STATED EXERCISE: Copy every line of the material below word for word, leaving out the pictures.

:::::

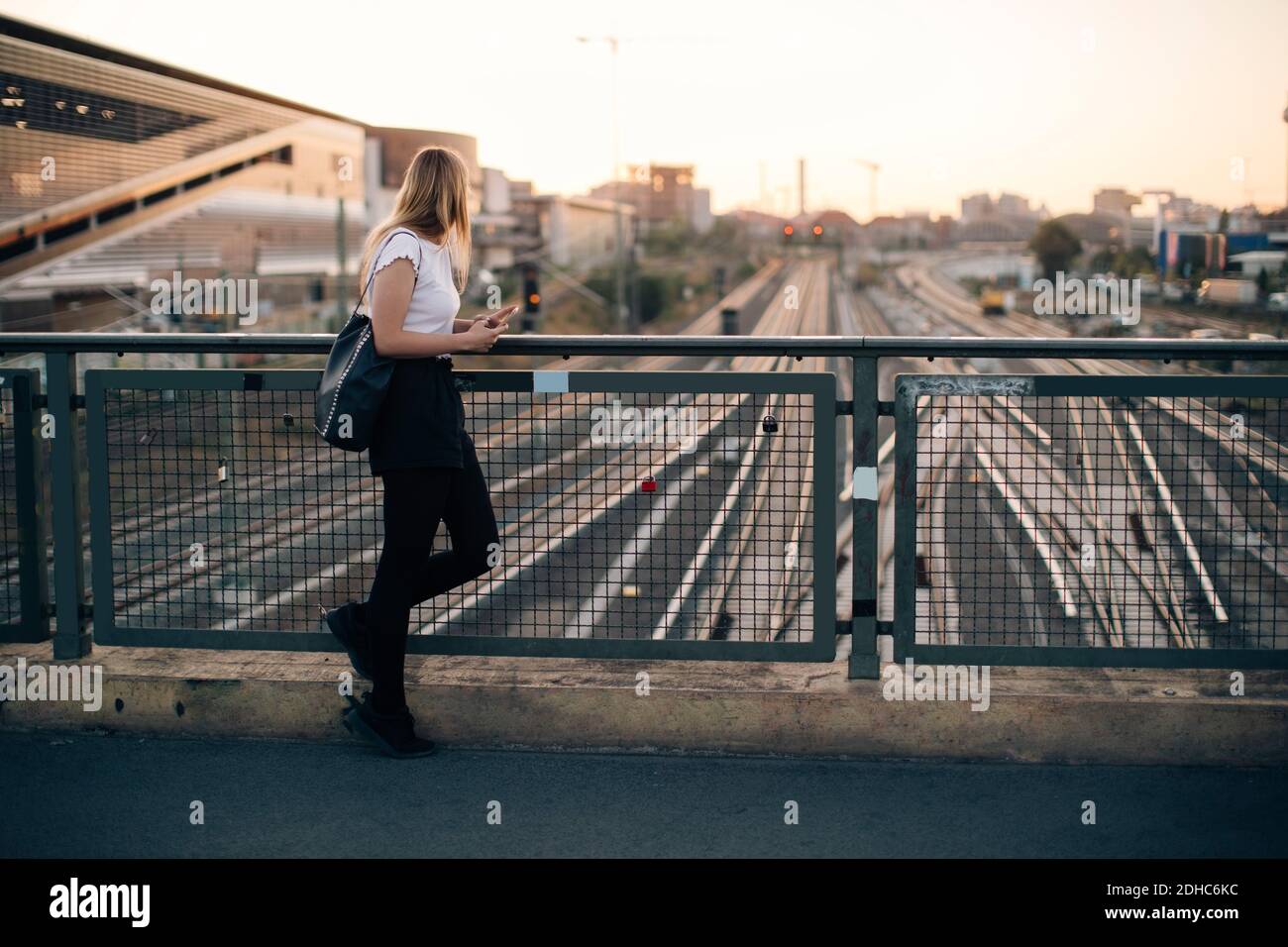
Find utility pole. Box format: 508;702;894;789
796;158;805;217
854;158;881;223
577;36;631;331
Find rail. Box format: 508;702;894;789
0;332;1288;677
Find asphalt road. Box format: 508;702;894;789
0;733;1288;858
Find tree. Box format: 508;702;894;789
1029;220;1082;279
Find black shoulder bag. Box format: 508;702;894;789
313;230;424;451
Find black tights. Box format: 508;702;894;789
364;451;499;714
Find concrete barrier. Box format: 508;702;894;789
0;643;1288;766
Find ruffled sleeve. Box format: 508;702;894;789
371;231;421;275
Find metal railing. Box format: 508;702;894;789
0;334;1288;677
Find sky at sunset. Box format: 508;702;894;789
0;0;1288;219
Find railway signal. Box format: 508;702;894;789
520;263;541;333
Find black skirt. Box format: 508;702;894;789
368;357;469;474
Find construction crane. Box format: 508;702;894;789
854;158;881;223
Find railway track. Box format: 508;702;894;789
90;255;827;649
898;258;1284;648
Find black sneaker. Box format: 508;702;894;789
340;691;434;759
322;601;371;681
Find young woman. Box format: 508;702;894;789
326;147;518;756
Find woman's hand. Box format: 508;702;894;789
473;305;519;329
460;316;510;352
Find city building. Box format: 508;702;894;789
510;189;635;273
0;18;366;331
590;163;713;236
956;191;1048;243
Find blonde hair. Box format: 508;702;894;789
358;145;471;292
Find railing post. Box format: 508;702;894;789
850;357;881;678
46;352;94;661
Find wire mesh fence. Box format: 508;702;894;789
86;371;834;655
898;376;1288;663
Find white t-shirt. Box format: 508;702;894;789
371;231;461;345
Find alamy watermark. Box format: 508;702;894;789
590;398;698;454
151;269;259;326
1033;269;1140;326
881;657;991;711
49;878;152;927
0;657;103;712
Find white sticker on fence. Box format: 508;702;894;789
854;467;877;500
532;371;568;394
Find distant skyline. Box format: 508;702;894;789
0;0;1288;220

:::::

RESULT OF THIS EXERCISE:
Find utility pole. Box format: 508;702;894;789
796;158;805;217
854;158;881;223
577;36;631;331
Find rail. Box format: 508;702;894;789
0;332;1288;677
Find asphalt road. Box format: 508;702;894;789
0;733;1288;858
Find tree. Box format: 508;702;894;789
1029;220;1082;279
Find black shoulder bag. Box format: 508;702;894;789
313;230;424;451
Find black tights. Box format: 508;702;894;789
364;451;499;714
Find concrete barrier. Box format: 508;702;894;789
0;643;1288;766
Find ruffled sleeve. Box format: 508;702;894;789
371;231;421;275
Find metal railing. Box format: 508;702;894;789
0;334;1288;677
Find sky at sunset. Box format: 508;702;894;789
0;0;1288;219
Find railway signal. Box format: 508;702;894;789
520;263;541;333
Find black skirt. Box format: 508;702;894;789
368;357;469;474
Find construction crane. Box format: 508;702;894;789
854;158;881;223
Find railway track. Box format: 508;702;894;789
90;255;827;649
898;258;1284;648
Find black sneaker. Box format: 508;702;894;789
340;691;434;759
322;601;371;681
Find young woman. Box format: 508;702;894;789
326;147;518;756
Find woman's hand. Box format: 508;702;894;789
473;305;519;329
460;316;510;352
Find city building. Box format: 508;702;894;789
510;189;635;273
0;18;366;331
590;163;713;236
956;191;1048;243
Find blonde hair. Box format: 508;702;894;789
358;145;471;292
Find railing post. Box format: 508;702;894;789
850;357;881;678
46;352;94;661
Find wire mesh fence. Box format: 508;702;894;789
86;371;834;655
898;376;1288;663
Find white t-shirt. Box format: 508;702;894;789
371;231;461;345
Find alamy watermark. Box format: 508;702;894;789
590;398;698;454
151;269;259;326
1033;269;1140;326
881;657;991;711
49;878;152;927
0;657;103;712
Find white sticker on fence. Box format: 508;702;894;789
854;467;877;500
532;371;568;394
Find distant skyline. Box format: 508;702;894;789
0;0;1288;220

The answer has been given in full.